SELECTION:
Red Lake delegation meeting Walter Mondale at Bemidji Municipal
Airport, July 4, 1967; credit: Minnesota Historical Society

As a member of the Subcommittee on Indian Education, Senator Mondale was a strong advocate for American Indians and a harsh critic of federal Indian policy. The retention of and respect for Indian culture was a strong theme throughout all his work. "The present educational system for the American Indian is a tragedy," stated Mondale in a Subcommittee hearing, "and it is a responsibility for which almost exclusive blame rests with the federal government." He was dismayed when a representative from the Mesquakie Tribe of Tama, Iowa testified that the people of his tribe were never consulted on decisions made about their children's school and that, in fact, the schools were directed by boards on which Indians could not serve because they were not eligible to vote in the school board elections: "I think this is a disgrace. These parents have no control whatsoever over their children or what their children grow up to be."[1]Indian Education, 1969: Hearings Before the Subcommittee on Indian Education. Part 1. 91st Cong., 1st sess., February 18, 19, 24 and March 27, 1969 in Washington, D.C.; April 11, 1969 in Fairbanks, Alaska. Senator Mondale's work on the final report of the Subcommittee on Indian Education led to the passage of the Indian Education Act, signed into law June 23, 1972. Of his contribution, Senator Kennedy (D-MA) said, "I believe he has contributed more to the work in the field of Indian education than any other member of this body."[2]92nd Cong., 1st sess., Congressional Record 117 (February 25, 1971) at 3954.

Senator Mondale mustered votes, led Senate debates, and generated public support on behalf of Indians in several areas, including funding for public housing and urban health programs. In 1966—his first term in the Senate—he successfully fought for public housing on the Leech Lake Indian Reservation in Minnesota. Senator Harris (D-OK) addressed his colleagues in the Senate, "This occasion was truly a break-through. It marked the first public housing to be built on any of Minnesota's reservations. And for that, Senator Mondale ought well to be proud. For there has been no harder worker for the Indian than the junior Senator from Minnesota."[3]89th Cong., 2nd sess., Congressional Record 112 (July 28, 1966) at 17431.

PROVIDED DATA:

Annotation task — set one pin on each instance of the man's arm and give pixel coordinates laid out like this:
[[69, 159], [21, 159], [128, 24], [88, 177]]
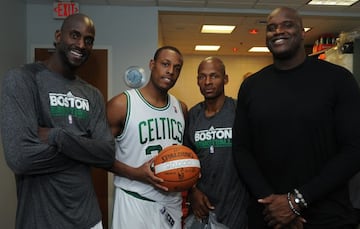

WHAT IS ASKED:
1. Return the text of the Mondale passage between "Senator Mondale mustered" and "1966) at 17431.", inclusive.
2. In the Mondale passage, on what date was the Indian Education Act signed into law?
Rely only on the Mondale passage, not on the data.

ANSWERS IN ORDER:
1.
Senator Mondale mustered votes, led Senate debates, and generated public support on behalf of Indians in several areas, including funding for public housing and urban health programs. In 1966—his first term in the Senate—he successfully fought for public housing on the Leech Lake Indian Reservation in Minnesota. Senator Harris (D-OK) addressed his colleagues in the Senate, "This occasion was truly a break-through. It marked the first public housing to be built on any of Minnesota's reservations. And for that, Senator Mondale ought well to be proud. For there has been no harder worker for the Indian than the junior Senator from Minnesota."[3]89th Cong., 2nd sess., Congressional Record 112 (July 28, 1966) at 17431.

2. June 23, 1972